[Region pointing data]
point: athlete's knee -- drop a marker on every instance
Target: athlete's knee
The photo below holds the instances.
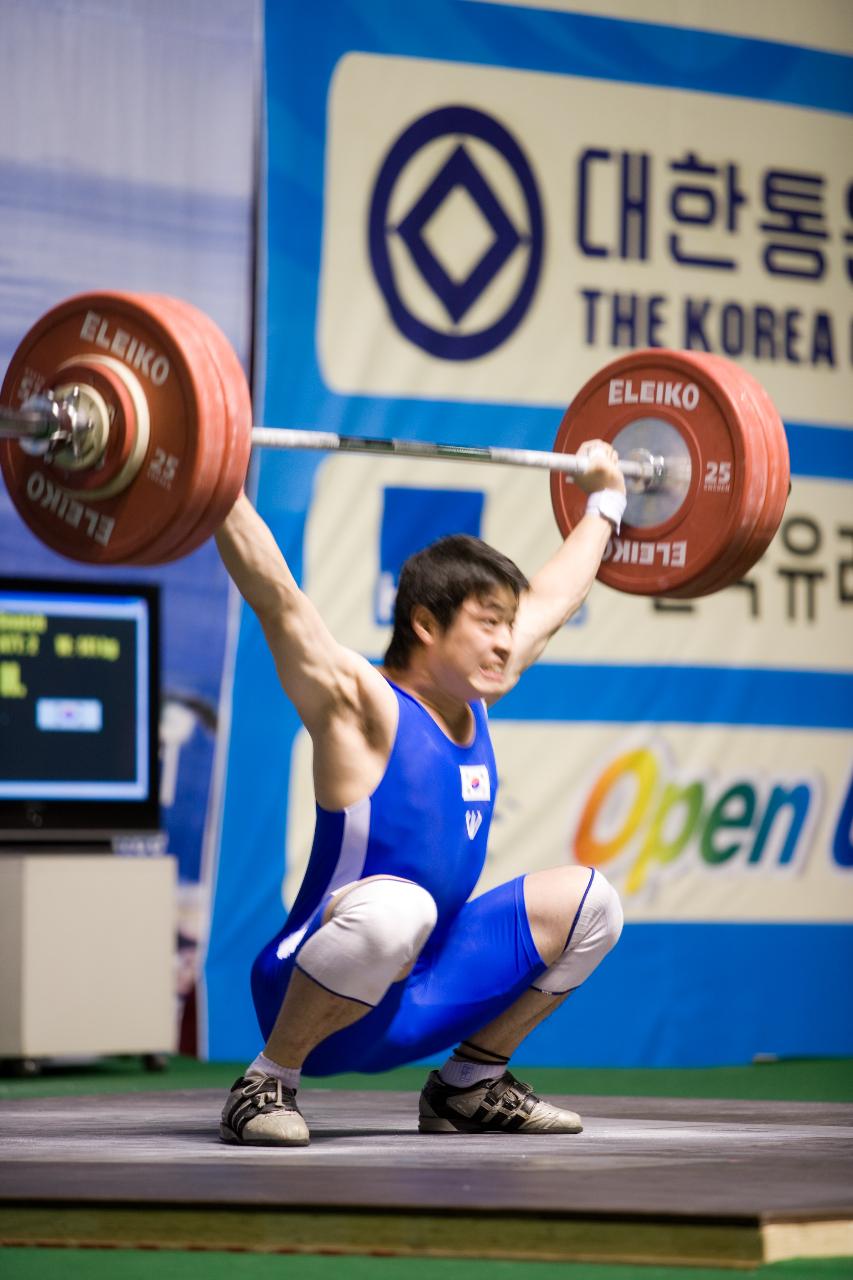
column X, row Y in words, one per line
column 374, row 932
column 593, row 932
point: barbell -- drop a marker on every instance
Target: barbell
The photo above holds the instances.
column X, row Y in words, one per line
column 126, row 429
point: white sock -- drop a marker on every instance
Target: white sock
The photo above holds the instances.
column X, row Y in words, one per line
column 461, row 1073
column 288, row 1075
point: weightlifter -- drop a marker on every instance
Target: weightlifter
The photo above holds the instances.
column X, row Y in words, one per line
column 384, row 956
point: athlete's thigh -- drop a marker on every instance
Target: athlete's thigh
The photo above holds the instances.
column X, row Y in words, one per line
column 474, row 970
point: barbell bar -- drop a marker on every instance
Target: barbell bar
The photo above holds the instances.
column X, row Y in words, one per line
column 45, row 425
column 126, row 429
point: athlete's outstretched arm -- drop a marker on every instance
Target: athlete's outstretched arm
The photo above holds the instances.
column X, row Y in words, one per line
column 564, row 581
column 318, row 673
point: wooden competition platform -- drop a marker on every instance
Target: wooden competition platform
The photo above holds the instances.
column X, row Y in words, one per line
column 723, row 1183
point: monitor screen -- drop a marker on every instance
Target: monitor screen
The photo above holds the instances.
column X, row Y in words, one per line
column 78, row 709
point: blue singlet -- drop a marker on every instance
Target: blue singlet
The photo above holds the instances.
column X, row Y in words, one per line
column 428, row 822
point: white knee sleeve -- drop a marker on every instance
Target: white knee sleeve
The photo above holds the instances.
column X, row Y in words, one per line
column 594, row 932
column 375, row 929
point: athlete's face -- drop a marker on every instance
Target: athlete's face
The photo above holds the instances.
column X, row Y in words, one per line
column 473, row 652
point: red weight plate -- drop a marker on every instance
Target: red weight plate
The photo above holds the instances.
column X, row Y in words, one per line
column 179, row 538
column 778, row 478
column 720, row 572
column 670, row 539
column 167, row 369
column 238, row 424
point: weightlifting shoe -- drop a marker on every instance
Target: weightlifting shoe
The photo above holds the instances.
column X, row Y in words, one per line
column 261, row 1111
column 503, row 1105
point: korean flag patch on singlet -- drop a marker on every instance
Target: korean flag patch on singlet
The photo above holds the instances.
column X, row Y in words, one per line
column 475, row 782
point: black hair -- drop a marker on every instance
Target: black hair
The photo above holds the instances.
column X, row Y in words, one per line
column 441, row 577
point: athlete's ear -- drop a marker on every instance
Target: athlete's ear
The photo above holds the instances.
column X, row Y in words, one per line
column 424, row 625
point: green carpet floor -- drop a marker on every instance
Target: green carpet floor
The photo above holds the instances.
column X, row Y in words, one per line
column 792, row 1080
column 164, row 1265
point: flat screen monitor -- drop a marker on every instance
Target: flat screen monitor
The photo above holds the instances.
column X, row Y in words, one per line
column 78, row 711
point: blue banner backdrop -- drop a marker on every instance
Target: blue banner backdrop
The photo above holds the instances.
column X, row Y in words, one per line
column 378, row 320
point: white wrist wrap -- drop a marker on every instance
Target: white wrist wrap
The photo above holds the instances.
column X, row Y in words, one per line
column 609, row 503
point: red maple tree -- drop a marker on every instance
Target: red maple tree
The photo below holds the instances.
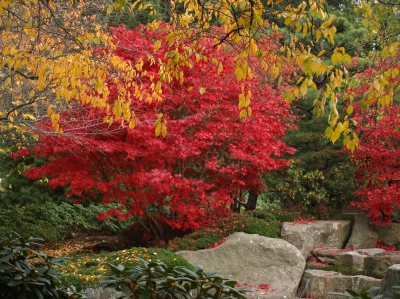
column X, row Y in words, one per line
column 378, row 157
column 185, row 180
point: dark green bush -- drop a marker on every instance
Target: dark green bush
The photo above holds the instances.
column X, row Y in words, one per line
column 157, row 280
column 86, row 269
column 27, row 273
column 257, row 222
column 54, row 222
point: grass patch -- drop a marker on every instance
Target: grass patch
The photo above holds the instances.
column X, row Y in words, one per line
column 86, row 269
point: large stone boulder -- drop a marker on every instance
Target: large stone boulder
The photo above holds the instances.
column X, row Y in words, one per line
column 318, row 283
column 362, row 234
column 254, row 260
column 349, row 262
column 310, row 235
column 377, row 265
column 391, row 279
column 389, row 235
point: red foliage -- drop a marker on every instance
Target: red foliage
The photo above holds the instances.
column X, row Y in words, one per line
column 378, row 157
column 183, row 181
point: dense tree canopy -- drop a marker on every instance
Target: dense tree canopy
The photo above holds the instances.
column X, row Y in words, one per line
column 186, row 177
column 66, row 78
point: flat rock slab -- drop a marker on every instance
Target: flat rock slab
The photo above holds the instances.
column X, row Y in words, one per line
column 391, row 279
column 378, row 264
column 318, row 283
column 352, row 260
column 254, row 260
column 389, row 235
column 362, row 233
column 310, row 235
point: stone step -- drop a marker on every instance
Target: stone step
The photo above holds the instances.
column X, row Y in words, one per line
column 318, row 283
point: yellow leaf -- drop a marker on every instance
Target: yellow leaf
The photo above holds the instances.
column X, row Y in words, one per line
column 220, row 67
column 241, row 69
column 377, row 85
column 336, row 57
column 328, row 22
column 132, row 124
column 349, row 109
column 157, row 45
column 303, row 88
column 110, row 9
column 158, row 129
column 241, row 101
column 243, row 114
column 249, row 111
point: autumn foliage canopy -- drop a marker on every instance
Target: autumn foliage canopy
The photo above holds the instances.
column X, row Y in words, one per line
column 378, row 157
column 181, row 179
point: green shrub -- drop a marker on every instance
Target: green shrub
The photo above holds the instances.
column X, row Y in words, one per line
column 27, row 273
column 257, row 222
column 157, row 280
column 54, row 222
column 86, row 269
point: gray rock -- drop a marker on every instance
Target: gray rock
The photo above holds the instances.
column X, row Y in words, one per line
column 378, row 264
column 348, row 262
column 362, row 233
column 255, row 260
column 391, row 279
column 318, row 283
column 311, row 235
column 389, row 235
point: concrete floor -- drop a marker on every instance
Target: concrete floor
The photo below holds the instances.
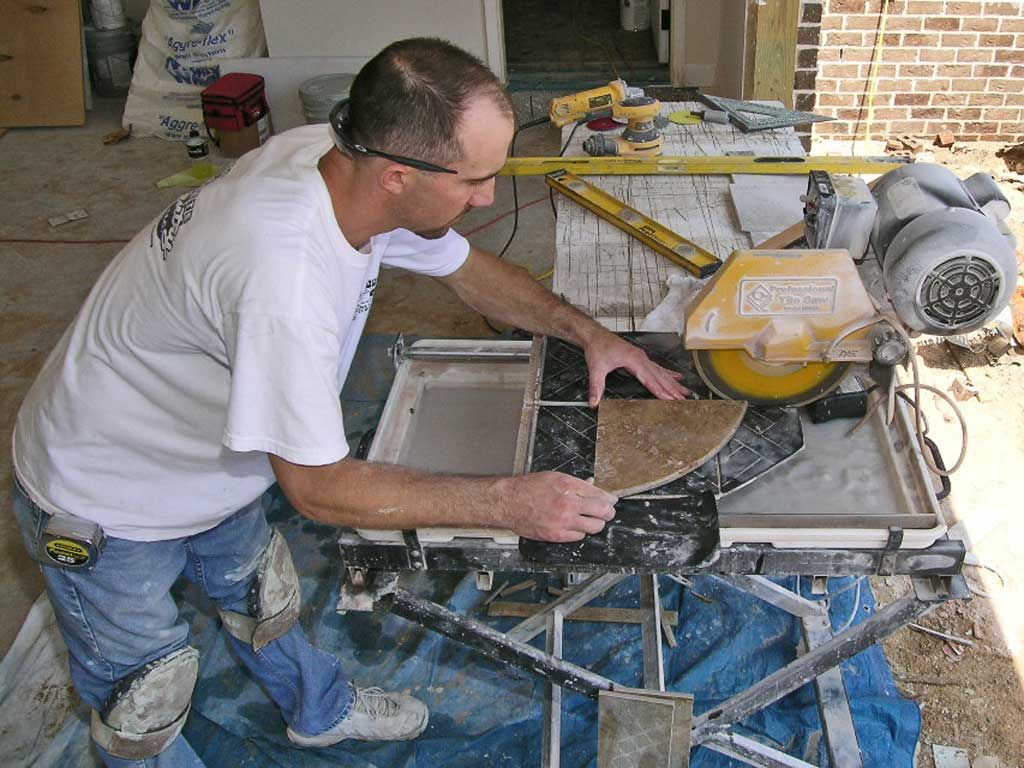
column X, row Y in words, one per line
column 50, row 171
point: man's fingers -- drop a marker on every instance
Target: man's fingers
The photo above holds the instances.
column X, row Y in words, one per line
column 566, row 537
column 600, row 510
column 596, row 387
column 590, row 524
column 587, row 489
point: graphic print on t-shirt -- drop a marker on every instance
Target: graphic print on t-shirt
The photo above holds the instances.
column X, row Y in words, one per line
column 167, row 226
column 366, row 298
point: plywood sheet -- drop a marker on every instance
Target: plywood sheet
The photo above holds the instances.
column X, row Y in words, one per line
column 645, row 443
column 41, row 64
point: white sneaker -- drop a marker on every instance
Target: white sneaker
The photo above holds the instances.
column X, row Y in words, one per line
column 376, row 716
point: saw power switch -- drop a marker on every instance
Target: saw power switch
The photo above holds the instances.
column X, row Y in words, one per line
column 839, row 406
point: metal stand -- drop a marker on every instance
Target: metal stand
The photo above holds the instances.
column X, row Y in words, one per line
column 819, row 664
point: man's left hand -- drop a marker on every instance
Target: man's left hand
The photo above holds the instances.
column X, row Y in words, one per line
column 606, row 352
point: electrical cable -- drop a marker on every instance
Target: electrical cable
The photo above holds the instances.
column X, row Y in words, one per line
column 551, row 192
column 515, row 201
column 853, row 611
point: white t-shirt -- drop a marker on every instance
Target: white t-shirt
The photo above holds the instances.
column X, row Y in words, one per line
column 222, row 332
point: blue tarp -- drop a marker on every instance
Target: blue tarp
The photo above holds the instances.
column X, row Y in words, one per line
column 486, row 715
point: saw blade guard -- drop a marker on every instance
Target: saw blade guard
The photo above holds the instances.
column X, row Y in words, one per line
column 784, row 306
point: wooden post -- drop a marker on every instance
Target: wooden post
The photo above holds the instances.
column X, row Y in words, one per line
column 771, row 59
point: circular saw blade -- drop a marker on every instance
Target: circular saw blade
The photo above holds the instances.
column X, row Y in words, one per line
column 733, row 374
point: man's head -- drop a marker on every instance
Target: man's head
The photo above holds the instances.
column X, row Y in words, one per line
column 427, row 99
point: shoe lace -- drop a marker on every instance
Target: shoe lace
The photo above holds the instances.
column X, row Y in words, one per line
column 376, row 702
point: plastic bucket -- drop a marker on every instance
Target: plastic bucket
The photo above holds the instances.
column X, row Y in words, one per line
column 112, row 55
column 634, row 14
column 321, row 93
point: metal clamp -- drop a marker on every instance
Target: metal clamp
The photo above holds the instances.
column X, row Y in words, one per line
column 887, row 565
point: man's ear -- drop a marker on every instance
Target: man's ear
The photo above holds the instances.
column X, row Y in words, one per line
column 396, row 178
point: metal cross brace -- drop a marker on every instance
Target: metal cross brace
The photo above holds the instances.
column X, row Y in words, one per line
column 819, row 664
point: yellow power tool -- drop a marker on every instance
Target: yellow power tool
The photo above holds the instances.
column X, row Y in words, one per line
column 616, row 99
column 782, row 328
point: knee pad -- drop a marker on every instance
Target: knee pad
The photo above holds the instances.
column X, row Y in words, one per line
column 146, row 710
column 273, row 599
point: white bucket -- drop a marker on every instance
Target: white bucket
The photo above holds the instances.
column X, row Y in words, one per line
column 321, row 93
column 634, row 14
column 112, row 55
column 108, row 14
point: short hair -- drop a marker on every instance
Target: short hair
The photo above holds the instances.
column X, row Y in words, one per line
column 410, row 98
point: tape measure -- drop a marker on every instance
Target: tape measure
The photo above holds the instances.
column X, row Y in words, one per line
column 71, row 543
column 683, row 166
column 664, row 241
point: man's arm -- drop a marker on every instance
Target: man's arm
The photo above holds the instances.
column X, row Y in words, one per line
column 508, row 293
column 548, row 506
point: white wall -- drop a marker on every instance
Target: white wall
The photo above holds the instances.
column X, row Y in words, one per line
column 357, row 30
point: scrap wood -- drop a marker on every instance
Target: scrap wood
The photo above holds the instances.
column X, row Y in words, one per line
column 928, row 680
column 1014, row 157
column 119, row 135
column 496, row 594
column 586, row 613
column 528, row 584
column 670, row 636
column 942, row 635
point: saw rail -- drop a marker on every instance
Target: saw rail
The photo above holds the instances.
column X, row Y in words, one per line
column 685, row 166
column 658, row 238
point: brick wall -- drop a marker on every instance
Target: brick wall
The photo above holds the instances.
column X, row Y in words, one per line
column 942, row 66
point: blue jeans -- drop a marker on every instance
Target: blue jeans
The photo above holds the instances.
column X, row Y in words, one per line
column 120, row 615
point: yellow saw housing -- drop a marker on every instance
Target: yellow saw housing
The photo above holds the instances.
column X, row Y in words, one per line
column 780, row 327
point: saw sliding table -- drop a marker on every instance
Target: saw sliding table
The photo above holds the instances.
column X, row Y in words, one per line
column 752, row 512
column 785, row 497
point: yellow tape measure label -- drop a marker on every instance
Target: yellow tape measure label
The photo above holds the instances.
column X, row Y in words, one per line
column 67, row 552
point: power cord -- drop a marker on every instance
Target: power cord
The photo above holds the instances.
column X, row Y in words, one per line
column 515, row 201
column 551, row 192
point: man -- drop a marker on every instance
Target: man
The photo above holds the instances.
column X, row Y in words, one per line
column 206, row 365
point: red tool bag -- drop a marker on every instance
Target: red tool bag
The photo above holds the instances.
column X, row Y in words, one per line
column 236, row 113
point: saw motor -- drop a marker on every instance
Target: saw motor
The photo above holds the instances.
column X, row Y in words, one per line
column 784, row 327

_Task goal:_
Where the line containing "Target: saw motor" appears, start copying, and go on exactly through the last line of the data.

_Exercise output:_
Target: saw motor
The photo above holds the instances.
column X, row Y in words, one per line
column 784, row 327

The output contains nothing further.